== Given information ==
* * * * * * *

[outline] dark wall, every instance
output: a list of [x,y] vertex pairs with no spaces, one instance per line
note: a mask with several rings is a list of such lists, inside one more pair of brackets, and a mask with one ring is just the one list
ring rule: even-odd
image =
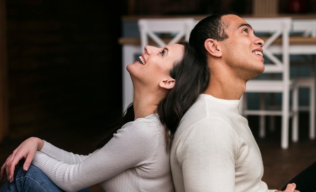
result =
[[11,133],[91,130],[121,115],[124,7],[105,0],[6,4]]

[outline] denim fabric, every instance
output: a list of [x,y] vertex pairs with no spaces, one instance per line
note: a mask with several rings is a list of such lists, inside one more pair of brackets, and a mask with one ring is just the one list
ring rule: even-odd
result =
[[[26,172],[20,166],[16,170],[14,175],[14,181],[12,183],[7,181],[0,188],[0,192],[65,191],[55,184],[44,173],[34,166],[31,165]],[[87,188],[79,191],[91,191]]]

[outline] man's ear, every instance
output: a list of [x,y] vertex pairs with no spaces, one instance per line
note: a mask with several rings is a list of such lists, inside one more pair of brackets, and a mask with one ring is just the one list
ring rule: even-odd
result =
[[211,55],[216,57],[222,56],[220,46],[217,40],[208,38],[204,42],[204,46],[206,51]]
[[161,87],[166,89],[170,89],[175,86],[176,80],[172,78],[161,81],[159,82],[159,86]]

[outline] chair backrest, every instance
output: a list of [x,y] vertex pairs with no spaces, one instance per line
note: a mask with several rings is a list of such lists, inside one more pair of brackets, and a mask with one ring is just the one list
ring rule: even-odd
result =
[[[283,79],[289,79],[289,34],[292,19],[289,17],[244,18],[253,28],[255,34],[265,40],[262,47],[265,61],[264,73],[281,73]],[[269,47],[274,43],[281,46],[281,56],[274,53]],[[279,53],[280,54],[280,53]],[[268,63],[269,62],[270,63]]]
[[163,47],[187,40],[195,24],[193,18],[140,19],[138,24],[141,49],[149,44]]
[[316,38],[316,19],[296,19],[293,21],[292,31],[302,33],[304,36]]

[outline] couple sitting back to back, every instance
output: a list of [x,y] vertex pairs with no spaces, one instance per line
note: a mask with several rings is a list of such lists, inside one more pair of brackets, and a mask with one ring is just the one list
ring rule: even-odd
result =
[[[280,191],[261,180],[260,151],[238,111],[246,82],[265,70],[264,43],[227,12],[199,21],[188,43],[146,46],[127,67],[133,102],[114,134],[88,155],[26,139],[2,167],[0,191]],[[281,190],[316,190],[314,164]]]

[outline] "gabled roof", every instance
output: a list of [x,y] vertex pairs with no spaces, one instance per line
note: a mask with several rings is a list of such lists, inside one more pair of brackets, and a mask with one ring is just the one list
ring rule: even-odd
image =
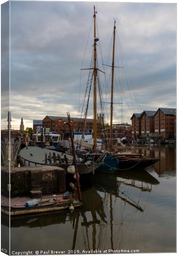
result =
[[[67,116],[65,117],[64,116],[53,116],[48,115],[46,116],[48,116],[52,120],[57,120],[58,119],[61,119],[63,121],[68,120],[68,117]],[[45,116],[45,117],[46,116]],[[83,122],[83,118],[79,118],[78,117],[71,117],[70,119],[72,120],[73,120],[73,121],[76,121],[78,122]],[[86,120],[87,122],[93,122],[93,119],[90,118],[87,118]]]
[[147,116],[149,116],[150,117],[152,117],[154,116],[155,116],[155,115],[156,113],[156,111],[152,111],[144,110],[143,111],[141,115],[141,116],[143,116],[144,113]]
[[132,119],[134,116],[135,116],[137,118],[139,119],[141,117],[141,114],[139,114],[139,113],[134,113],[130,119]]
[[160,110],[162,111],[165,115],[176,115],[176,108],[159,108],[157,111]]

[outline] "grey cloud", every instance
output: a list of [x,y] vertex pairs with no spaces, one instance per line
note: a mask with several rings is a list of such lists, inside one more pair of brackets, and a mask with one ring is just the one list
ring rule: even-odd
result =
[[[71,116],[78,114],[80,69],[93,5],[81,2],[11,3],[11,105],[14,126],[18,127],[17,120],[21,116],[29,124],[31,120],[43,118],[47,114],[66,115],[69,111]],[[103,56],[111,38],[113,18],[118,19],[118,35],[142,110],[150,110],[155,102],[157,108],[174,107],[176,5],[98,3],[97,10]],[[92,30],[92,27],[83,68],[89,67]],[[100,57],[99,49],[98,50]],[[101,67],[102,61],[99,59]],[[81,96],[87,76],[87,72],[82,72]],[[132,99],[127,84],[123,84],[130,110],[124,97],[124,116],[129,122],[133,111],[132,103],[134,111],[139,111],[130,86]],[[90,117],[93,113],[91,105]],[[120,116],[119,110],[118,108],[116,111]]]

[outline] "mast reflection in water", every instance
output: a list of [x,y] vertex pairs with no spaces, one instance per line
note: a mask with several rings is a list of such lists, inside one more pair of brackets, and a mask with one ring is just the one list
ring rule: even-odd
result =
[[72,212],[12,217],[11,250],[176,251],[175,151],[156,147],[161,160],[145,171],[91,176]]

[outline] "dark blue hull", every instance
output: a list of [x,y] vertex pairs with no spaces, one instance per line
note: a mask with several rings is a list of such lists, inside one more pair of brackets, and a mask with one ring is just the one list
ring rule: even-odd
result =
[[103,160],[103,164],[96,169],[96,171],[115,173],[118,169],[118,157],[111,156],[110,154],[107,153]]

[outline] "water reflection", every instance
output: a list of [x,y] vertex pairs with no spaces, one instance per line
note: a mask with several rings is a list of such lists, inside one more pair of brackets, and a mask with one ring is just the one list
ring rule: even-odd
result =
[[[162,148],[156,154],[164,152],[167,159],[174,154]],[[157,163],[147,171],[96,173],[82,186],[83,207],[72,212],[12,217],[12,250],[175,251],[175,177],[171,157],[172,161],[160,163],[159,169]],[[168,175],[167,183],[162,174]],[[8,218],[2,217],[8,226]]]

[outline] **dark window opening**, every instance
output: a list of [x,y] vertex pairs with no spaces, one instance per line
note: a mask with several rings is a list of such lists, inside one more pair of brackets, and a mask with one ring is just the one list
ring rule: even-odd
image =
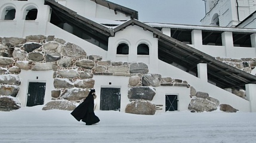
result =
[[127,44],[119,44],[116,48],[116,54],[128,55],[129,46]]
[[149,55],[149,46],[146,44],[140,44],[137,47],[137,55]]
[[[50,23],[81,39],[107,50],[108,37],[101,37],[98,36],[98,33],[87,28],[85,25],[73,24],[72,21],[69,21],[69,18],[63,17],[64,15],[52,11]],[[64,26],[66,24],[69,26],[69,29],[66,29]]]
[[252,47],[251,34],[233,33],[234,47]]
[[29,12],[27,12],[27,15],[26,15],[26,20],[35,20],[38,16],[38,9],[36,8],[34,8],[27,11],[29,11]]
[[190,30],[171,29],[171,37],[185,44],[192,44]]
[[202,41],[204,45],[222,46],[221,32],[202,31]]
[[15,14],[16,10],[15,9],[11,9],[6,11],[7,13],[4,17],[4,20],[14,20],[15,18]]

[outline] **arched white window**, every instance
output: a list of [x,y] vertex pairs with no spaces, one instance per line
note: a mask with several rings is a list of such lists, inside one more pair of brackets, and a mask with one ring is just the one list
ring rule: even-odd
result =
[[146,44],[140,44],[137,47],[137,55],[149,55],[149,46]]
[[128,55],[129,46],[125,43],[119,44],[116,48],[116,54]]
[[15,18],[16,10],[13,7],[7,7],[4,9],[2,12],[2,19],[5,20],[12,20]]
[[212,18],[212,21],[211,23],[211,26],[220,26],[220,21],[218,18],[218,14],[215,14]]
[[23,20],[35,20],[38,17],[38,9],[33,5],[30,5],[24,9]]

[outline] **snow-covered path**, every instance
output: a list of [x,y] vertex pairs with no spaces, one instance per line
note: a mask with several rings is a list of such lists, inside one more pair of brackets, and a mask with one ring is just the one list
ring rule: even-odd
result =
[[77,122],[70,111],[42,106],[0,112],[0,142],[255,142],[256,113],[174,112],[153,116],[95,111]]

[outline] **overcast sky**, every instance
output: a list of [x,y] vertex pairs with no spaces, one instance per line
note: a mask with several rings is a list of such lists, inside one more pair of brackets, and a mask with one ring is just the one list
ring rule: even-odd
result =
[[202,0],[107,0],[138,12],[142,22],[201,25]]

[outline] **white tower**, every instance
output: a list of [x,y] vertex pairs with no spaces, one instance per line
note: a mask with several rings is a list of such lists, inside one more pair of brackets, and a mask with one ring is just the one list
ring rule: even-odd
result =
[[205,16],[203,26],[235,27],[256,9],[255,0],[203,0]]

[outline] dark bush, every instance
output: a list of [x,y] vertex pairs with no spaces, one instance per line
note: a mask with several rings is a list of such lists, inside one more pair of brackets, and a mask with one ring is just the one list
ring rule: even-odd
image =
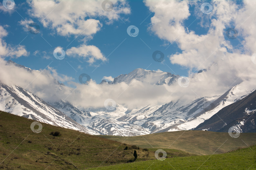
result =
[[136,150],[134,150],[134,152],[133,153],[133,156],[134,156],[134,160],[133,161],[135,161],[137,159],[137,157],[138,156],[138,155],[137,154],[137,151]]
[[145,150],[145,151],[149,151],[149,149],[147,148],[144,148],[142,150]]
[[131,146],[131,148],[132,149],[139,149],[138,147],[137,146],[136,146],[136,145],[132,145]]
[[52,135],[52,136],[60,136],[61,135],[61,134],[60,134],[60,133],[59,132],[56,131],[54,132],[54,133]]

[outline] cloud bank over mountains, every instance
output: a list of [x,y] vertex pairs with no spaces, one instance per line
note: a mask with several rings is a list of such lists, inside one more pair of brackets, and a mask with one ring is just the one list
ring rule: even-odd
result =
[[[106,61],[107,59],[88,40],[104,24],[112,24],[121,17],[121,14],[128,15],[131,12],[124,1],[112,1],[113,7],[109,12],[102,10],[101,1],[91,1],[83,6],[80,5],[80,1],[28,1],[30,14],[41,21],[44,27],[51,29],[53,34],[67,37],[82,36],[80,45],[72,47],[71,44],[68,47],[67,57],[82,58],[90,64],[97,60]],[[223,94],[242,82],[247,87],[255,85],[256,65],[252,62],[251,56],[256,53],[256,13],[253,8],[256,2],[245,0],[238,5],[231,1],[213,1],[211,3],[212,11],[208,14],[201,11],[202,3],[199,2],[152,0],[144,2],[153,13],[150,16],[149,31],[164,41],[176,43],[181,50],[169,54],[168,57],[172,63],[191,69],[187,87],[180,87],[177,83],[158,86],[136,80],[129,84],[99,85],[93,80],[88,85],[81,84],[74,82],[73,78],[58,73],[50,65],[41,72],[30,72],[6,65],[3,60],[0,62],[0,81],[17,84],[43,99],[65,99],[85,108],[103,107],[104,101],[110,98],[129,108],[180,99],[186,102],[200,97]],[[194,11],[190,11],[192,5],[196,7]],[[57,6],[59,7],[52,11]],[[197,34],[185,25],[185,21],[192,14],[201,21],[202,27],[208,28],[206,34]],[[102,18],[107,19],[106,23],[101,21]],[[238,36],[234,39],[226,35],[229,28],[238,31]],[[4,39],[8,37],[8,26],[0,26],[1,58],[7,55],[11,58],[27,56],[30,52],[24,46],[18,45],[15,48],[7,44]],[[196,73],[204,69],[207,71]],[[113,81],[112,76],[106,75],[103,78]],[[59,89],[55,79],[76,88],[62,86]]]

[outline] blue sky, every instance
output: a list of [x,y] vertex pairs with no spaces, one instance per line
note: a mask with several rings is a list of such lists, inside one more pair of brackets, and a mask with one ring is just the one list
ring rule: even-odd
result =
[[[30,55],[18,58],[11,59],[8,57],[6,60],[12,60],[17,63],[35,70],[43,69],[53,61],[50,66],[56,69],[59,73],[72,77],[77,82],[79,75],[82,73],[88,74],[92,79],[99,83],[104,76],[115,77],[121,74],[128,74],[138,68],[152,70],[160,69],[173,74],[187,76],[188,69],[177,64],[172,64],[167,57],[168,55],[181,52],[177,44],[173,43],[166,50],[170,44],[169,43],[161,39],[149,30],[150,18],[154,13],[151,13],[142,1],[128,1],[131,9],[131,14],[121,14],[122,19],[114,21],[113,24],[107,24],[106,22],[108,19],[104,17],[98,18],[103,24],[103,26],[99,31],[93,36],[92,39],[88,41],[87,44],[98,47],[106,57],[113,53],[108,57],[107,62],[101,64],[102,61],[98,60],[91,65],[81,59],[70,57],[66,54],[63,60],[56,59],[52,54],[55,48],[60,46],[65,50],[66,47],[76,36],[71,35],[69,37],[61,36],[55,33],[52,29],[44,27],[40,20],[29,14],[28,10],[30,7],[27,2],[16,1],[15,3],[15,10],[16,11],[11,14],[3,12],[0,13],[1,18],[0,24],[2,26],[7,25],[9,26],[5,28],[9,32],[8,37],[5,39],[8,44],[14,45],[17,44],[27,36],[20,45],[25,46],[27,50],[30,52]],[[194,8],[196,7],[198,7],[193,6],[190,8],[192,14],[184,23],[187,26],[196,18],[196,16],[193,14]],[[18,24],[22,18],[18,13],[23,18],[26,19],[31,18],[37,23],[40,27],[40,33],[34,35],[24,30],[22,26]],[[196,20],[190,26],[190,30],[195,31],[199,34],[206,33],[207,28],[201,27],[199,24],[199,20]],[[136,37],[129,36],[126,32],[127,28],[131,25],[135,26],[139,28],[138,35]],[[52,47],[43,39],[41,35]],[[174,35],[174,36],[175,35]],[[79,45],[82,43],[81,41],[83,38],[82,36],[78,36],[68,48]],[[163,63],[156,62],[152,58],[152,54],[157,50],[162,52],[165,54],[165,61]],[[41,53],[46,52],[46,55],[50,58],[44,58],[43,54],[40,54],[40,52],[36,56],[34,56],[33,53],[36,50],[39,50]],[[77,72],[67,61],[77,71]],[[100,64],[100,66],[93,71]],[[79,65],[82,69],[78,68]]]
[[[207,8],[200,8],[204,1],[171,0],[113,0],[114,8],[107,12],[101,4],[111,2],[108,0],[15,0],[14,8],[9,9],[0,5],[1,58],[48,70],[38,77],[14,68],[6,72],[5,62],[0,62],[1,81],[43,99],[62,95],[59,98],[69,96],[77,105],[96,107],[111,98],[131,108],[166,103],[181,96],[188,101],[220,95],[242,81],[255,85],[256,1],[207,1],[213,7],[207,13]],[[38,34],[28,31],[33,22],[40,27]],[[131,25],[138,29],[137,36],[127,34]],[[229,38],[226,32],[229,29],[237,37]],[[58,48],[65,52],[63,60],[53,56]],[[162,62],[152,58],[156,50],[164,54]],[[156,87],[135,81],[134,86],[93,81],[85,86],[78,81],[86,73],[99,83],[104,76],[114,77],[139,68],[187,76],[189,86]],[[205,68],[210,69],[196,73]],[[58,94],[52,87],[52,77],[76,88],[76,93],[70,96],[67,90],[68,94]],[[77,98],[80,95],[82,100]]]
[[[185,27],[189,26],[189,31],[194,31],[199,35],[206,34],[209,29],[207,27],[201,26],[201,19],[198,18],[194,13],[195,10],[200,10],[201,4],[199,3],[190,5],[191,14],[183,21],[183,24]],[[188,76],[188,69],[178,64],[172,64],[168,57],[168,55],[182,52],[176,42],[171,44],[166,40],[161,39],[149,29],[150,19],[155,13],[149,10],[142,1],[128,1],[127,4],[131,10],[130,13],[120,14],[119,19],[113,20],[110,24],[107,24],[109,20],[106,17],[100,16],[96,18],[102,24],[102,27],[92,35],[92,38],[87,41],[86,44],[98,47],[105,57],[108,57],[108,61],[102,62],[101,60],[98,60],[90,65],[82,59],[74,58],[66,54],[62,60],[55,59],[52,53],[56,47],[60,47],[65,51],[68,48],[77,46],[84,43],[82,39],[84,36],[80,35],[74,40],[77,35],[60,35],[52,28],[44,27],[40,19],[30,14],[29,11],[31,7],[28,2],[16,1],[15,7],[12,12],[3,11],[0,13],[0,24],[9,26],[4,27],[9,33],[4,40],[8,44],[15,46],[26,37],[20,45],[25,46],[30,54],[16,58],[8,56],[5,60],[12,60],[34,70],[42,70],[53,61],[50,67],[56,69],[59,73],[72,77],[77,82],[79,75],[82,73],[88,74],[92,79],[99,83],[104,76],[114,77],[121,74],[128,74],[139,68],[151,70],[160,69],[173,74]],[[91,16],[85,19],[95,19],[96,16]],[[24,30],[23,26],[19,23],[24,19],[31,19],[38,24],[40,28],[40,33],[32,34]],[[204,19],[206,21],[208,19]],[[129,36],[126,32],[127,28],[131,25],[139,29],[138,35],[136,37]],[[176,36],[174,34],[173,36]],[[227,39],[226,37],[226,39]],[[237,41],[231,43],[235,45],[241,45]],[[35,56],[34,54],[37,50],[39,52]],[[162,51],[164,54],[163,62],[157,62],[153,60],[152,54],[156,50]],[[43,57],[45,56],[48,58]]]

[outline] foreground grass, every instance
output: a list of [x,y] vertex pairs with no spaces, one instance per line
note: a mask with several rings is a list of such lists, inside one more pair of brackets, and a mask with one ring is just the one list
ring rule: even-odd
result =
[[[0,169],[85,169],[124,163],[134,158],[131,145],[43,123],[42,131],[37,133],[30,129],[34,122],[0,114]],[[55,131],[61,135],[50,134]],[[128,149],[124,150],[126,146]],[[157,149],[143,148],[136,149],[136,162],[155,159]],[[174,149],[166,151],[170,158],[193,155]]]
[[256,133],[242,133],[237,138],[231,137],[227,133],[192,130],[153,133],[128,138],[99,136],[121,142],[125,141],[127,144],[142,147],[173,149],[203,155],[211,155],[215,152],[216,154],[223,153],[256,145]]
[[134,162],[97,169],[256,169],[255,153],[254,146],[224,154],[167,158],[163,161]]

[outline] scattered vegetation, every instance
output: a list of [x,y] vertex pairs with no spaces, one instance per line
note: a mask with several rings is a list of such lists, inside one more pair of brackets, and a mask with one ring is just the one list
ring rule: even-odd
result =
[[52,132],[51,133],[50,133],[50,134],[51,135],[52,135],[53,136],[60,136],[61,135],[61,134],[59,132],[58,132],[57,131],[56,131],[55,132]]
[[145,150],[145,151],[147,151],[147,152],[149,151],[149,149],[147,148],[144,148],[142,150]]

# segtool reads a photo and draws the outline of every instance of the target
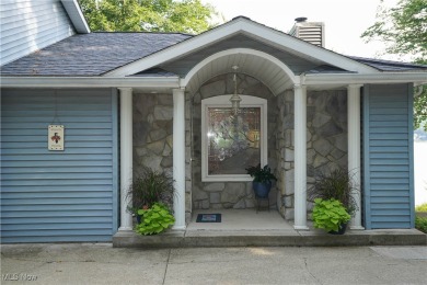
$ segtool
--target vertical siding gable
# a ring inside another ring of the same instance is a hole
[[[2,242],[109,241],[117,229],[116,91],[2,90],[1,100]],[[47,150],[51,123],[65,125],[64,151]]]
[[[366,86],[363,190],[366,227],[413,228],[413,90]]]
[[[2,0],[0,19],[0,65],[74,34],[59,0]]]

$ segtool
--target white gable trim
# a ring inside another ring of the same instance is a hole
[[[292,70],[289,69],[287,65],[281,62],[279,59],[277,59],[274,56],[270,56],[266,53],[255,50],[255,49],[250,49],[250,48],[231,48],[227,50],[219,52],[217,54],[214,54],[204,60],[201,60],[199,64],[197,64],[186,75],[184,79],[181,80],[181,86],[186,87],[188,82],[193,79],[194,76],[197,75],[198,71],[200,71],[209,62],[215,61],[218,58],[228,56],[228,55],[235,55],[235,54],[244,54],[244,55],[252,55],[252,56],[257,56],[261,58],[264,58],[266,60],[269,60],[272,64],[277,65],[289,77],[289,79],[292,81],[292,83],[298,83],[299,82],[299,77],[296,77]]]
[[[427,83],[427,72],[381,72],[377,75],[328,73],[301,76],[301,84],[381,84],[381,83]]]
[[[374,68],[357,62],[356,60],[353,60],[339,54],[311,45],[309,43],[303,42],[302,39],[284,34],[282,32],[269,29],[251,20],[239,18],[221,26],[199,34],[193,38],[186,39],[174,46],[136,60],[129,65],[109,71],[105,76],[125,77],[134,75],[141,70],[146,70],[163,62],[186,56],[205,46],[223,41],[238,33],[242,33],[250,37],[257,38],[261,42],[269,42],[270,45],[277,48],[299,56],[310,57],[314,60],[323,61],[325,64],[333,65],[345,70],[360,73],[379,72]]]

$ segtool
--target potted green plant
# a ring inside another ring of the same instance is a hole
[[[155,203],[162,203],[168,208],[172,208],[175,195],[173,178],[166,172],[141,167],[128,190],[128,195],[131,195],[128,209],[137,215],[137,218],[140,217],[138,215],[140,209],[149,209]]]
[[[358,190],[353,181],[351,172],[346,171],[344,169],[336,169],[330,171],[328,173],[320,173],[315,178],[313,186],[309,190],[308,196],[309,201],[312,201],[314,203],[316,198],[321,198],[322,201],[338,201],[341,203],[341,206],[344,207],[346,213],[349,214],[351,217],[358,209],[357,203],[353,196],[353,193],[357,191]],[[337,205],[336,203],[333,203],[332,206]],[[348,220],[346,223],[343,223],[343,225],[339,225],[338,228],[343,228],[343,230],[345,231],[347,223]]]
[[[309,190],[308,196],[310,201],[314,201],[315,198],[335,198],[343,204],[348,214],[354,216],[358,209],[353,196],[356,192],[358,190],[353,181],[351,171],[336,169],[330,173],[320,173],[315,178],[313,186]]]
[[[160,233],[175,223],[170,208],[162,203],[154,203],[150,208],[138,209],[138,215],[142,218],[135,231],[143,236]]]
[[[259,198],[268,197],[268,193],[272,190],[272,181],[277,180],[275,174],[272,173],[272,169],[268,166],[261,168],[259,163],[256,167],[249,167],[245,170],[253,178],[252,187],[255,196]]]
[[[343,235],[347,223],[351,218],[343,203],[335,198],[315,198],[312,217],[315,228],[324,229],[335,235]]]

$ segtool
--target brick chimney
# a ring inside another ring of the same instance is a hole
[[[325,32],[323,22],[307,22],[307,18],[297,18],[296,23],[290,30],[291,36],[301,38],[310,44],[324,47]]]

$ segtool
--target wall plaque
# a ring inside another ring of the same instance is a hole
[[[64,150],[64,126],[49,125],[47,146],[49,150]]]

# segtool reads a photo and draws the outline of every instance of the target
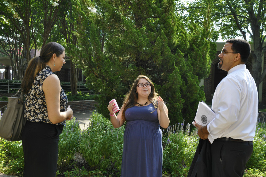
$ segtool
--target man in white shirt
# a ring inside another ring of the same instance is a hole
[[[258,98],[255,81],[246,68],[250,51],[245,40],[226,41],[218,67],[228,73],[217,86],[212,103],[217,115],[206,126],[195,124],[201,139],[215,139],[211,146],[212,176],[243,176],[252,153]]]

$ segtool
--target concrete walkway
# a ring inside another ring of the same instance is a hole
[[[74,116],[76,117],[77,120],[79,121],[79,127],[82,131],[90,124],[90,117],[91,115],[92,112],[94,110],[89,110],[84,111],[79,111],[74,113]],[[16,176],[5,175],[0,173],[0,177],[18,177]]]
[[[74,117],[79,121],[79,127],[82,131],[87,128],[87,127],[90,124],[90,117],[94,111],[94,110],[88,110],[74,112]]]

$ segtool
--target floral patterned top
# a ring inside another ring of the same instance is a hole
[[[52,124],[48,118],[47,108],[42,89],[43,83],[45,78],[53,73],[47,66],[37,74],[32,87],[26,95],[24,116],[31,122],[43,122]],[[67,98],[61,87],[60,92],[60,112],[65,111],[67,103]],[[64,125],[65,120],[56,124]]]

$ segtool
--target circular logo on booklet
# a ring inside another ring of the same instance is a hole
[[[204,124],[206,124],[207,120],[207,117],[206,116],[202,115],[202,116],[201,116],[201,121],[202,122],[202,123]]]

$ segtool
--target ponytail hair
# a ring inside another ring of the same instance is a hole
[[[26,69],[21,82],[23,93],[28,93],[32,88],[36,76],[46,66],[54,53],[58,57],[64,50],[65,48],[62,45],[54,42],[49,42],[42,48],[40,56],[32,59]]]

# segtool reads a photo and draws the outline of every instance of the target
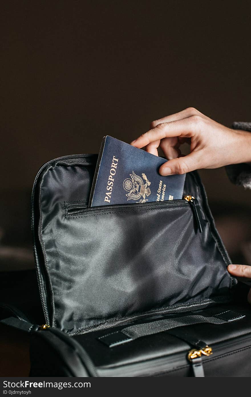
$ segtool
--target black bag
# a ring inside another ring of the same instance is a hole
[[[60,158],[35,181],[46,325],[23,323],[31,376],[249,376],[251,313],[197,173],[186,200],[88,208],[97,159]]]

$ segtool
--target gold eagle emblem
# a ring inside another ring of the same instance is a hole
[[[129,200],[137,200],[140,199],[138,202],[146,202],[148,200],[146,197],[148,197],[151,194],[151,190],[148,187],[151,182],[148,181],[146,174],[142,173],[142,177],[146,182],[138,175],[136,175],[134,171],[130,174],[130,179],[126,178],[123,182],[123,187],[128,193],[126,195],[127,197],[127,201]]]

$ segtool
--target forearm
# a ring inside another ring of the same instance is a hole
[[[233,128],[240,133],[239,144],[235,148],[240,156],[236,159],[238,161],[226,166],[227,173],[233,183],[251,189],[251,122],[235,122]]]

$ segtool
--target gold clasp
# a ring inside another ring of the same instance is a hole
[[[197,358],[198,357],[201,357],[202,354],[204,356],[210,356],[213,354],[213,349],[207,345],[200,350],[193,349],[188,352],[188,358],[189,361],[191,361],[193,358]]]
[[[192,201],[193,199],[194,199],[195,197],[194,197],[193,196],[191,196],[191,195],[188,195],[187,196],[184,197],[184,198],[187,201]]]
[[[48,328],[50,328],[50,326],[48,325],[48,324],[43,324],[42,325],[40,326],[40,329],[41,330],[47,330]]]

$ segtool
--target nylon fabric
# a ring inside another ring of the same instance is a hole
[[[213,235],[192,174],[186,175],[184,194],[196,197],[201,206],[201,233],[190,206],[182,203],[67,216],[69,202],[88,200],[95,165],[57,164],[41,177],[39,239],[57,327],[73,332],[155,308],[230,296],[227,254]]]

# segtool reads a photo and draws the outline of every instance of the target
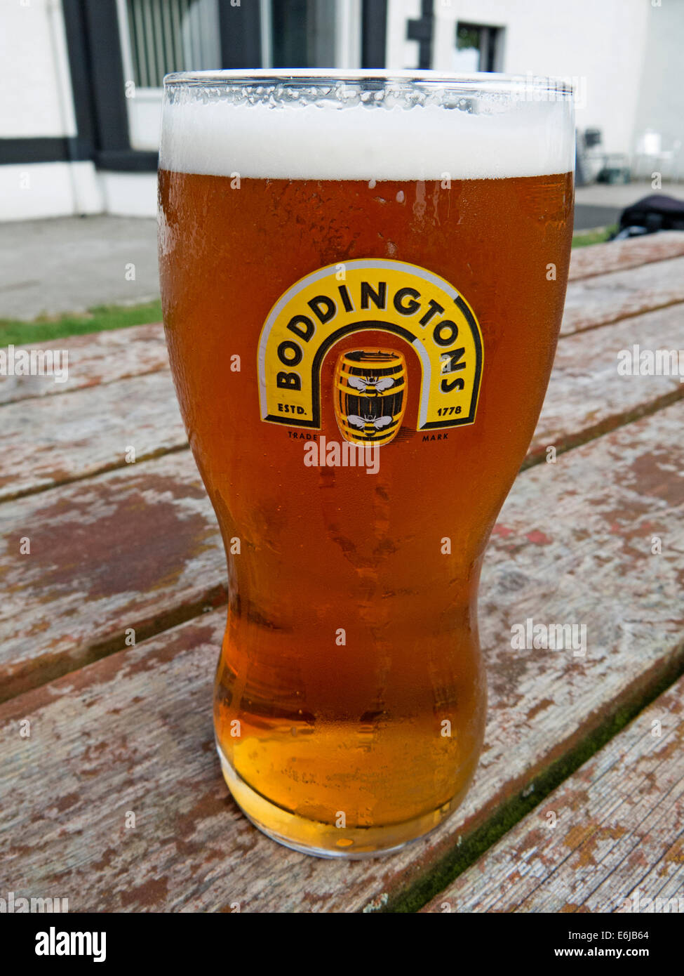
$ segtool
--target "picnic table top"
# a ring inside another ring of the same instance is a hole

* * * * * * *

== Set problem ==
State how many lines in the records above contain the string "window". Give only the number.

== Response to the task ==
2